— Quoted passage —
# # #
BNE is an anonymous graffiti artist known for stickers that read "BNE" or "BNE was here". The artist has left their mark in countries throughout the world, including the United States, Canada, Asia, Romania, Australia, Europe, and South America. "His accent and knowledge of local artists suggest he is from New York."

In May 2006, the San Francisco Police Department noted BNE's stickers appearing on public property across the city. As a result of the broken windows theory, Gavin Newsom, the mayor of San Francisco, offered a $2,500 reward for information leading to BNE's arrest. Peter F. Vallone Jr., chairman of the New York City Council Public Safety Committee, has called BNE "an unrepentant criminal who has cost honest taxpayers a lot of money".

In 2009, the advertising agency Mother in Hell's Kitchen, Manhattan, commissioned the artist to create a mural near their agency at 44th Street and Eleventh Avenue as part of an exhibition of the artist's work.

The song "The Children of the Night" on the Australian hip hop band Bliss n Eso's 2010 album Running on Air contains the lines: "Guerrilla activists seeing freedom clear / Across the globe sticking up, BNE WAS HERE."

In 2011 "BNE launched the BNE Water Foundation", however this charitable fund-raising project is no longer operating. Additionally, in 2013 and 2014 BNE was involved in several fundraising campaigns for Charity: Water.
# # #
— Questions on the material —
(a) In the BNE passage, rewrite the part starting at "In 2009, the" and ending at "for Charity: Water.", and rename "mural" as "wall painting" there.
(b) Answer these questions from the BNE passage:
(i) How much reward did Gavin Newsom offer for information leading to BNE's arrest?
(ii) Which album contains the song "The Children of the Night"?
(iii) In what year did BNE launch the BNE Water Foundation?
The items have no part in this.
# # #
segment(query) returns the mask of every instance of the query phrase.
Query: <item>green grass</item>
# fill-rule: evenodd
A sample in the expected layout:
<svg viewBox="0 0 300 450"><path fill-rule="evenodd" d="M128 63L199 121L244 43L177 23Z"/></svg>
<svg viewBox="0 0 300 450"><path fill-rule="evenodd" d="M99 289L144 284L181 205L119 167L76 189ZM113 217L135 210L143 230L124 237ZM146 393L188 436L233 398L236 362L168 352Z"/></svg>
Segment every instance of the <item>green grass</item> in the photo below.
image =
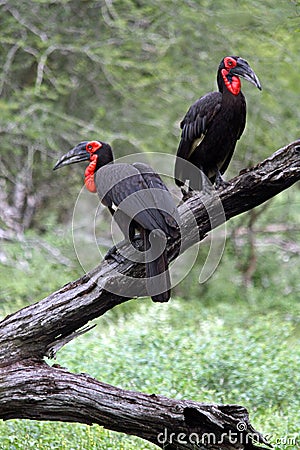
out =
<svg viewBox="0 0 300 450"><path fill-rule="evenodd" d="M272 217L296 223L295 201L290 216L281 217L288 195L278 196L257 227L272 223ZM243 224L246 219L238 218L235 224L239 220ZM70 266L62 266L45 249L32 248L26 241L6 244L7 265L0 270L1 316L82 274L66 236L68 233L56 232L44 239L71 258ZM247 262L247 243L237 255L229 233L221 264L207 283L198 283L200 254L168 304L140 299L109 311L96 321L95 329L64 347L55 362L124 389L241 404L275 449L297 448L293 439L297 436L299 444L299 255L287 250L285 243L296 244L298 238L296 232L277 234L276 245L265 245L265 236L270 237L257 235L256 270L248 288L243 285L241 270ZM31 448L156 447L96 425L0 422L0 450Z"/></svg>
<svg viewBox="0 0 300 450"><path fill-rule="evenodd" d="M131 305L118 317L108 313L95 330L62 349L56 362L125 389L244 405L273 443L299 432L298 332L280 308L264 314L248 302L209 307L201 298L132 303L136 312ZM1 423L0 434L5 450L155 448L77 424L14 420Z"/></svg>

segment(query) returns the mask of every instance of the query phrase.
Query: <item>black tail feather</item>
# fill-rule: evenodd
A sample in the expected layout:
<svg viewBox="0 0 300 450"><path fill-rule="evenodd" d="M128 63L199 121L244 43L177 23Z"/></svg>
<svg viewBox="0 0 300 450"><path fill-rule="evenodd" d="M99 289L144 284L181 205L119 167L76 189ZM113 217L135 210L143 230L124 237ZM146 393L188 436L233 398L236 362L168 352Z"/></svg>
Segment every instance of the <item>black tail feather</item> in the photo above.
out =
<svg viewBox="0 0 300 450"><path fill-rule="evenodd" d="M149 232L145 233L144 237L145 250L151 250L150 258L149 256L147 258L149 262L146 262L148 294L154 302L167 302L171 296L171 279L168 270L167 251L165 250L165 238L162 238L161 234L155 234L150 243ZM159 254L159 256L152 260L151 253L153 255Z"/></svg>

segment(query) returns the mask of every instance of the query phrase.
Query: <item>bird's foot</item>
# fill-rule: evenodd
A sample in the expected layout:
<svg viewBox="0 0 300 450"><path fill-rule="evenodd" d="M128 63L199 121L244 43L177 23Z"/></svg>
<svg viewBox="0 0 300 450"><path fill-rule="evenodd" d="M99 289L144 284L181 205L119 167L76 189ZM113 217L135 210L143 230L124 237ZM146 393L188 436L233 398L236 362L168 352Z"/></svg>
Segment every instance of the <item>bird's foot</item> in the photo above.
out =
<svg viewBox="0 0 300 450"><path fill-rule="evenodd" d="M231 185L231 183L229 183L229 181L223 180L223 178L217 179L216 182L215 182L215 188L216 188L217 191L219 189L226 189L230 185Z"/></svg>
<svg viewBox="0 0 300 450"><path fill-rule="evenodd" d="M181 188L181 193L182 193L182 200L184 202L193 196L193 191L191 189L188 189L186 191L184 188Z"/></svg>
<svg viewBox="0 0 300 450"><path fill-rule="evenodd" d="M124 261L124 257L120 255L120 253L118 253L118 248L116 245L108 250L108 252L104 256L104 259L105 261L107 261L108 259L114 259L117 263L121 263L122 261Z"/></svg>

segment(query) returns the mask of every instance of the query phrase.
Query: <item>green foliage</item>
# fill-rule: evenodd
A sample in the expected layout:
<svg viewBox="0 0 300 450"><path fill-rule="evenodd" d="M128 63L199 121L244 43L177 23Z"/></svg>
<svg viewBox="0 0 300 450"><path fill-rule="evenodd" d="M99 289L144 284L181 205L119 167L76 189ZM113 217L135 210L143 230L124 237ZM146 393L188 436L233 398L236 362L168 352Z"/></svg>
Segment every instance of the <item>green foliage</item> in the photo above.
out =
<svg viewBox="0 0 300 450"><path fill-rule="evenodd" d="M23 0L0 8L5 189L13 191L14 178L31 162L27 195L39 192L42 206L58 210L59 219L70 210L63 198L53 199L73 192L81 179L53 175L59 155L87 138L110 141L116 156L174 154L180 119L216 88L225 54L248 59L263 86L259 93L243 82L248 124L229 174L298 137L294 1L35 0L29 6ZM71 173L74 168L65 169Z"/></svg>
<svg viewBox="0 0 300 450"><path fill-rule="evenodd" d="M279 198L276 207L281 202ZM35 239L34 234L26 237L28 243ZM71 242L64 234L45 239L61 255L71 256ZM259 256L263 258L258 263L259 275L246 289L239 266L232 264L230 246L228 242L220 266L204 286L197 282L199 267L195 267L185 281L188 284L180 287L185 294L189 292L185 298L174 295L166 305L134 300L114 308L97 320L94 330L62 349L55 362L125 389L242 404L255 427L272 435L271 442L289 438L292 443L300 420L298 269L292 259L282 259L287 255L283 249L266 248ZM19 308L24 299L26 303L37 300L80 275L78 266L62 267L45 250L26 250L24 244L14 244L9 255L16 262L26 261L27 255L28 267L15 268L10 281L9 272L0 273L0 285L8 287L2 291L2 315ZM24 448L132 450L154 446L97 426L0 423L0 449ZM275 448L296 447L282 440Z"/></svg>
<svg viewBox="0 0 300 450"><path fill-rule="evenodd" d="M71 217L82 167L65 168L61 176L52 172L78 141L109 141L117 157L175 154L179 121L194 100L216 88L226 54L247 59L263 86L260 93L243 82L247 128L228 178L299 138L296 1L21 0L0 8L1 193L6 206L19 208L20 222L34 200L35 215L22 226L44 233L1 242L2 316L82 274L70 230L57 228ZM26 199L18 203L20 185ZM299 433L299 230L292 226L299 190L257 211L256 267L247 288L252 218L244 214L228 224L224 256L206 284L198 284L203 245L170 304L132 301L110 311L57 362L128 389L241 403L274 444ZM9 226L0 218L1 228ZM282 229L275 234L270 225ZM245 228L242 238L237 228ZM30 448L154 446L96 426L0 423L1 450Z"/></svg>

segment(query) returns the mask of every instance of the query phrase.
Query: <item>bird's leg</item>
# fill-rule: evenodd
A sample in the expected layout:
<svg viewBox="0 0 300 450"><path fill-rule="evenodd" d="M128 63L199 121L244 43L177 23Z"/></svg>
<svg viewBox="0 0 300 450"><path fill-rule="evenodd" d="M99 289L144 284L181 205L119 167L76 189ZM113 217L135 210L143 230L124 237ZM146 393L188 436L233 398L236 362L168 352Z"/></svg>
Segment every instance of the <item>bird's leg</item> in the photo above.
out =
<svg viewBox="0 0 300 450"><path fill-rule="evenodd" d="M212 184L207 177L206 173L204 172L202 167L199 167L200 173L201 173L201 192L204 195L211 195L212 193Z"/></svg>
<svg viewBox="0 0 300 450"><path fill-rule="evenodd" d="M108 206L108 209L111 215L113 216L115 214L115 210L111 206ZM125 237L125 239L121 241L121 243L119 243L118 246L120 246L120 244L123 243L125 244L126 242L128 242L128 239L126 239ZM124 260L124 257L118 253L117 245L113 245L104 256L105 260L108 260L110 258L114 259L117 263L121 263Z"/></svg>
<svg viewBox="0 0 300 450"><path fill-rule="evenodd" d="M220 189L220 188L225 189L229 185L230 185L230 183L228 183L228 181L223 180L219 169L216 169L215 188L216 189Z"/></svg>

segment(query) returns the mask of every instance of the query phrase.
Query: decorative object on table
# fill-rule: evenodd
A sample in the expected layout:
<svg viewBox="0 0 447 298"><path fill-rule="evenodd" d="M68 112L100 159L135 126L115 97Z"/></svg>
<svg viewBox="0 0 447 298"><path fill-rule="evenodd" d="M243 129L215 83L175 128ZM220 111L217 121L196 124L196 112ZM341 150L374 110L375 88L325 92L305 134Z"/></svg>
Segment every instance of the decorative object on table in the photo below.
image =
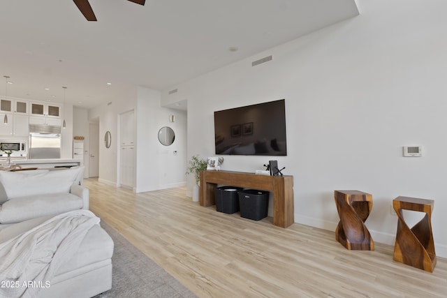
# # #
— Answer set —
(a)
In 2009, the advertising agency Mother in Hell's Kitchen, Manhattan, commissioned the artist to create a wall painting near their agency at 44th Street and Eleventh Avenue as part of an exhibition of the artist's work.

The song "The Children of the Night" on the Australian hip hop band Bliss n Eso's 2010 album Running on Air contains the lines: "Guerrilla activists seeing freedom clear / Across the globe sticking up, BNE WAS HERE."

In 2011 "BNE launched the BNE Water Foundation", however this charitable fund-raising project is no longer operating. Additionally, in 2013 and 2014 BNE was involved in several fundraising campaigns for Charity: Water.

(b)
(i) $2,500
(ii) Running on Air
(iii) 2011